START RECORDS SHOWN
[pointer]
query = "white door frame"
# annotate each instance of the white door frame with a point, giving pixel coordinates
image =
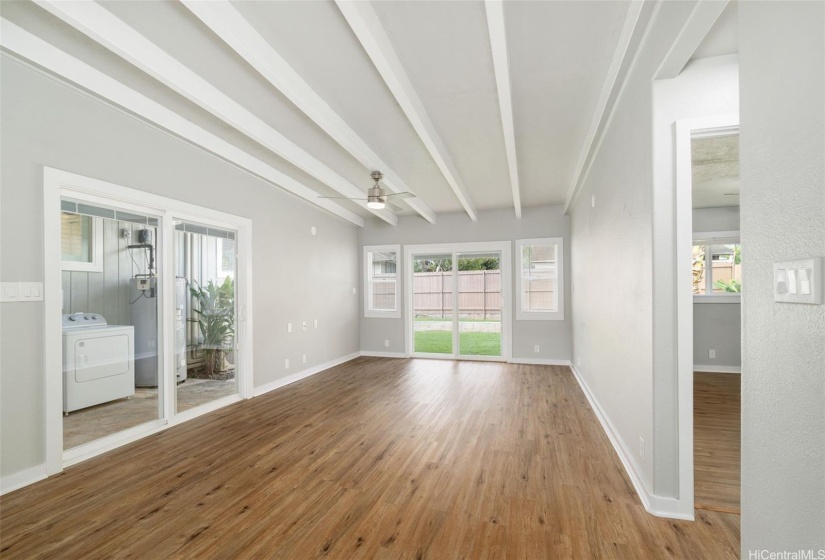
(686, 130)
(504, 247)
(57, 184)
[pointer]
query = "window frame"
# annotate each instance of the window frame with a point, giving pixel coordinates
(558, 313)
(709, 238)
(96, 249)
(368, 282)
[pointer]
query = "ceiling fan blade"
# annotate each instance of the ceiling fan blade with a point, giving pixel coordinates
(400, 196)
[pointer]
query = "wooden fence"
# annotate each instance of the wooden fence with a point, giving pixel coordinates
(479, 294)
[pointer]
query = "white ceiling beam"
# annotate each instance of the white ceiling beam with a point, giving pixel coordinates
(28, 47)
(638, 15)
(228, 24)
(368, 29)
(501, 65)
(696, 28)
(104, 27)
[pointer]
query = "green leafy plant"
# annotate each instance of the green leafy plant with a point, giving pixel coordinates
(215, 315)
(733, 286)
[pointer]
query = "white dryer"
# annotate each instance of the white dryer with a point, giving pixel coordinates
(98, 361)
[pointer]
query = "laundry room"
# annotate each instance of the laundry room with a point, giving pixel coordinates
(111, 283)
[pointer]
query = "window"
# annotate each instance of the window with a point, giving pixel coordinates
(381, 281)
(717, 266)
(540, 290)
(81, 242)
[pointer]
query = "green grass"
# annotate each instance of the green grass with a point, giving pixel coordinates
(449, 320)
(472, 344)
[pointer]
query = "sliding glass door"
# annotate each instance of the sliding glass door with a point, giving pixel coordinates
(479, 304)
(456, 302)
(433, 310)
(205, 314)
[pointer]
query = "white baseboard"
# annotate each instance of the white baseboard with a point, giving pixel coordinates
(540, 362)
(660, 506)
(717, 369)
(23, 478)
(278, 383)
(383, 354)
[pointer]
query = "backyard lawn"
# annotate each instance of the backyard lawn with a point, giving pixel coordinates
(472, 343)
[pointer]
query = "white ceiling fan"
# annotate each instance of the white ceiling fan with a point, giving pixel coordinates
(377, 196)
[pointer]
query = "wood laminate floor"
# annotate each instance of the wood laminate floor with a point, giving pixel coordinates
(376, 458)
(717, 441)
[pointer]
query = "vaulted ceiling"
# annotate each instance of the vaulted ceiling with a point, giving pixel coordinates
(470, 105)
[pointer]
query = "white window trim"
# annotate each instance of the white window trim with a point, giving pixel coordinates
(367, 291)
(716, 238)
(96, 264)
(558, 314)
(56, 184)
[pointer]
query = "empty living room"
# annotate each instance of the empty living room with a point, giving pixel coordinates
(412, 279)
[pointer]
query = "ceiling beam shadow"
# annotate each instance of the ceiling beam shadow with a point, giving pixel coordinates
(105, 28)
(501, 64)
(95, 83)
(639, 14)
(694, 31)
(228, 24)
(368, 29)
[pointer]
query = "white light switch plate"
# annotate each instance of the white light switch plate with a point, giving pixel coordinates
(21, 291)
(798, 281)
(9, 291)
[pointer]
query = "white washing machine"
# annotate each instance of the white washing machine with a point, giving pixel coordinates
(98, 361)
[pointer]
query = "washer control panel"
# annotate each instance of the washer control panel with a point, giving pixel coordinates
(83, 319)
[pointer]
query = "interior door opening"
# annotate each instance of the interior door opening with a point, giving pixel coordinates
(111, 346)
(717, 285)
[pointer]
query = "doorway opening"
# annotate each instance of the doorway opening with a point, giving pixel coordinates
(125, 330)
(716, 290)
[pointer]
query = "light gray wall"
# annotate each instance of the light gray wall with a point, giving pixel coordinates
(613, 273)
(296, 276)
(553, 337)
(716, 219)
(782, 56)
(717, 326)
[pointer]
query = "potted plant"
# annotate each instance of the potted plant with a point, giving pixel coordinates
(215, 315)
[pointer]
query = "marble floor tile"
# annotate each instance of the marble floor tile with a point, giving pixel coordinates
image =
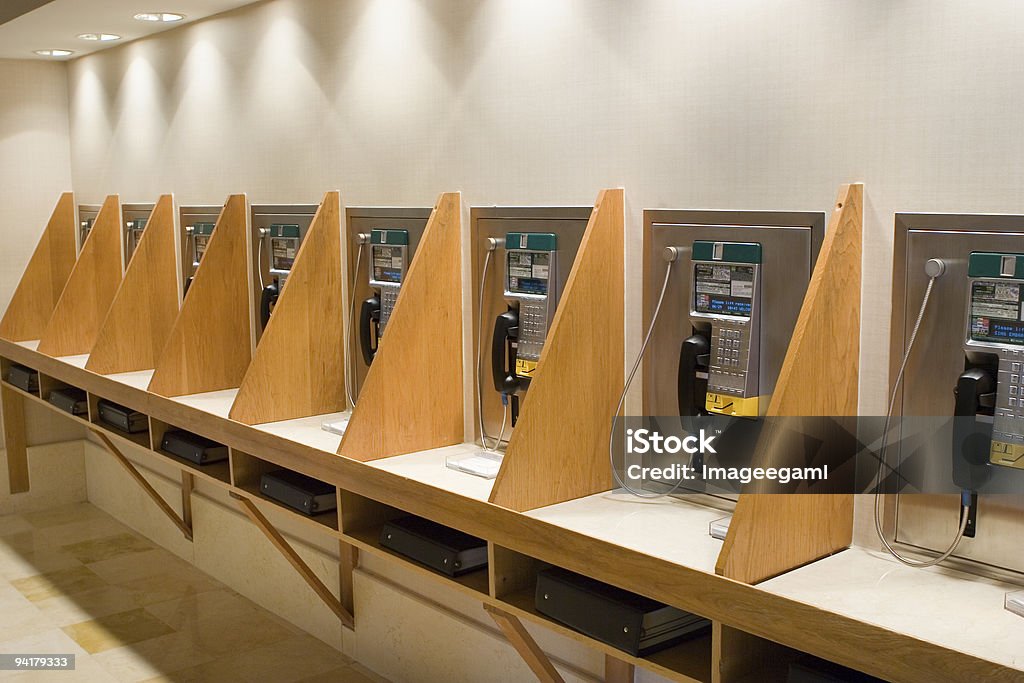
(150, 658)
(13, 524)
(116, 630)
(288, 660)
(107, 548)
(68, 609)
(141, 564)
(61, 582)
(66, 514)
(184, 612)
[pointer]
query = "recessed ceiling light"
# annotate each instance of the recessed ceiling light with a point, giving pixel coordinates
(166, 17)
(101, 37)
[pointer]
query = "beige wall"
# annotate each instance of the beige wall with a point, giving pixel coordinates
(35, 165)
(35, 160)
(685, 103)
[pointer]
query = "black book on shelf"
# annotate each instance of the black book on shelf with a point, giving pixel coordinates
(298, 492)
(122, 418)
(70, 399)
(627, 621)
(24, 378)
(435, 546)
(193, 447)
(812, 670)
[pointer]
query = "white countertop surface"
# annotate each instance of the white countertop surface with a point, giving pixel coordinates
(667, 527)
(955, 610)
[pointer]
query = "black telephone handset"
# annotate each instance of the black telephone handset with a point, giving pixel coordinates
(973, 439)
(503, 352)
(267, 301)
(370, 328)
(694, 356)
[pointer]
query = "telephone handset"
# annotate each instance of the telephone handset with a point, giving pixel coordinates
(990, 389)
(719, 363)
(388, 262)
(531, 295)
(285, 241)
(199, 238)
(85, 227)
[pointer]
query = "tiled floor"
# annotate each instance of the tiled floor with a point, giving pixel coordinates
(73, 580)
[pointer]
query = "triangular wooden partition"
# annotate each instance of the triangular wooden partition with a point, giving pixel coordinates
(299, 367)
(144, 308)
(413, 395)
(75, 325)
(772, 534)
(44, 279)
(559, 447)
(211, 342)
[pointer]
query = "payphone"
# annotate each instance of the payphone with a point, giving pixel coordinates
(957, 351)
(720, 317)
(388, 262)
(135, 217)
(87, 214)
(719, 364)
(993, 348)
(531, 295)
(133, 235)
(279, 231)
(198, 239)
(284, 241)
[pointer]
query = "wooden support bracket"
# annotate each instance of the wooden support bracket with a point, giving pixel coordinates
(15, 441)
(183, 524)
(616, 671)
(524, 644)
(297, 562)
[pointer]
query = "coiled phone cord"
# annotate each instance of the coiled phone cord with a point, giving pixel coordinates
(671, 254)
(965, 498)
(349, 386)
(479, 342)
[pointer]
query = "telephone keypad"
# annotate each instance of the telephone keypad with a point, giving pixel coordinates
(389, 296)
(532, 329)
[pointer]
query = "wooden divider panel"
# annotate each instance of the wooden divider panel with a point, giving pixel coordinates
(80, 311)
(413, 395)
(44, 279)
(211, 343)
(144, 308)
(299, 367)
(772, 534)
(559, 447)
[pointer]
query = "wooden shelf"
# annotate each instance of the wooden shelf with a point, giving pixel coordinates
(246, 473)
(474, 583)
(688, 662)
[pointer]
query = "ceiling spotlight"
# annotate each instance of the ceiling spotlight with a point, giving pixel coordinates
(166, 17)
(101, 37)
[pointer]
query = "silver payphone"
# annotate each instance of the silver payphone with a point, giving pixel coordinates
(279, 231)
(531, 292)
(957, 343)
(722, 294)
(135, 217)
(87, 214)
(719, 364)
(388, 262)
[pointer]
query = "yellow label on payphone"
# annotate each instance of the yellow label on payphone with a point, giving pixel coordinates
(524, 368)
(734, 406)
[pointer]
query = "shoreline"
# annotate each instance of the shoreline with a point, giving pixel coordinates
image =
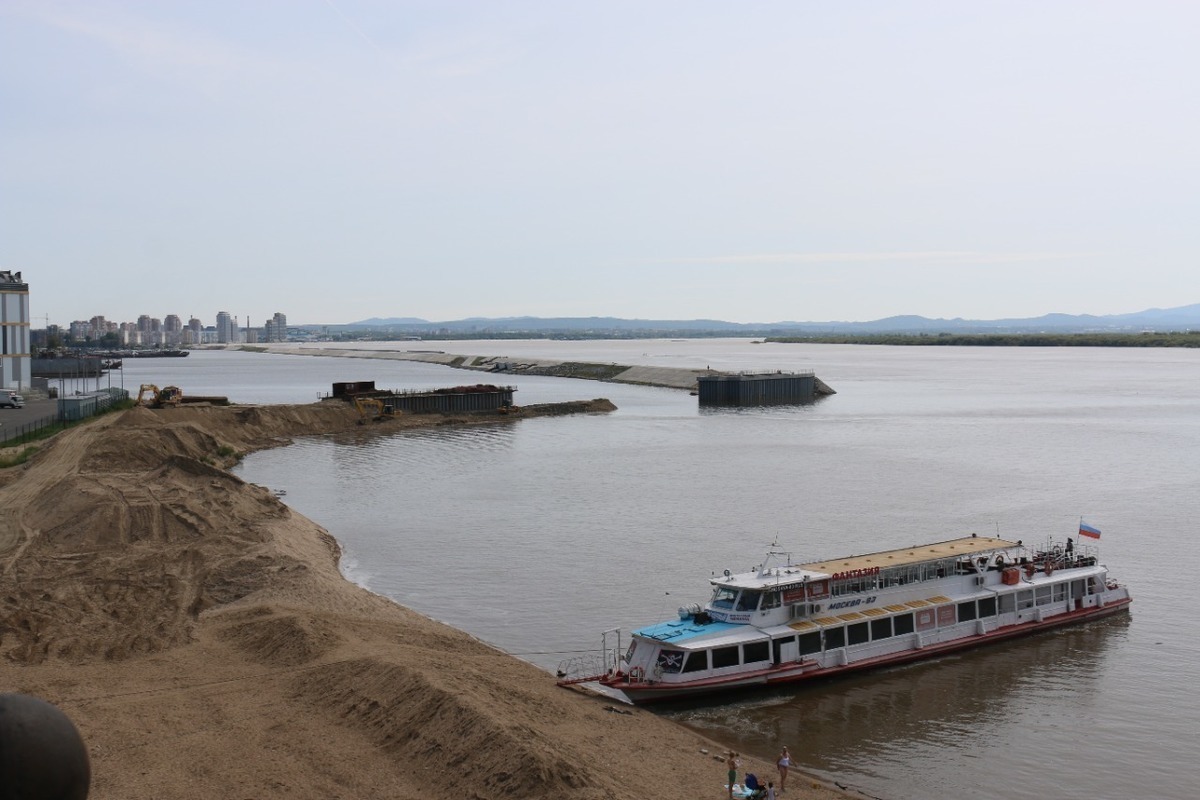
(203, 639)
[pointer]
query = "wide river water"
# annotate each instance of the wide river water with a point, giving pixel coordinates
(537, 535)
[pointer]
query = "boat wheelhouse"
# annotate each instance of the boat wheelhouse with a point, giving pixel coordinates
(797, 621)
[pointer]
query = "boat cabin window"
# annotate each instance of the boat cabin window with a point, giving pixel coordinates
(855, 585)
(835, 637)
(697, 661)
(754, 651)
(725, 657)
(670, 660)
(724, 597)
(748, 601)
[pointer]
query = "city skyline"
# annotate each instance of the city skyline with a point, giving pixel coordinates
(671, 161)
(172, 330)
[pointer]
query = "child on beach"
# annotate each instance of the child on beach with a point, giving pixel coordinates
(732, 763)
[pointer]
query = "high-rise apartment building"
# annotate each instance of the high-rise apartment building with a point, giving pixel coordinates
(227, 328)
(16, 364)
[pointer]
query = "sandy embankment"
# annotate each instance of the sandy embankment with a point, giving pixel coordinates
(203, 639)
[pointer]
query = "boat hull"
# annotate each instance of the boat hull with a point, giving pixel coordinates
(643, 692)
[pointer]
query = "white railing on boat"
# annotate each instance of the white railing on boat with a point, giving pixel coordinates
(592, 666)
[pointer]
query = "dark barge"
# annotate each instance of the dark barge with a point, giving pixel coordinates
(761, 389)
(454, 400)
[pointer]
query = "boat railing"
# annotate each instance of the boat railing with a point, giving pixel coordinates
(592, 666)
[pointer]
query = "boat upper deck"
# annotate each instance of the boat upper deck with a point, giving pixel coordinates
(963, 547)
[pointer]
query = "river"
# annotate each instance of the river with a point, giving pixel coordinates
END RECORDS SHOWN
In the records, find every line that has the string "marble" and copy it.

§ TASK OUTPUT
query = "marble floor tile"
# annotate each instance of the marble floor tile with a point, giving pixel coordinates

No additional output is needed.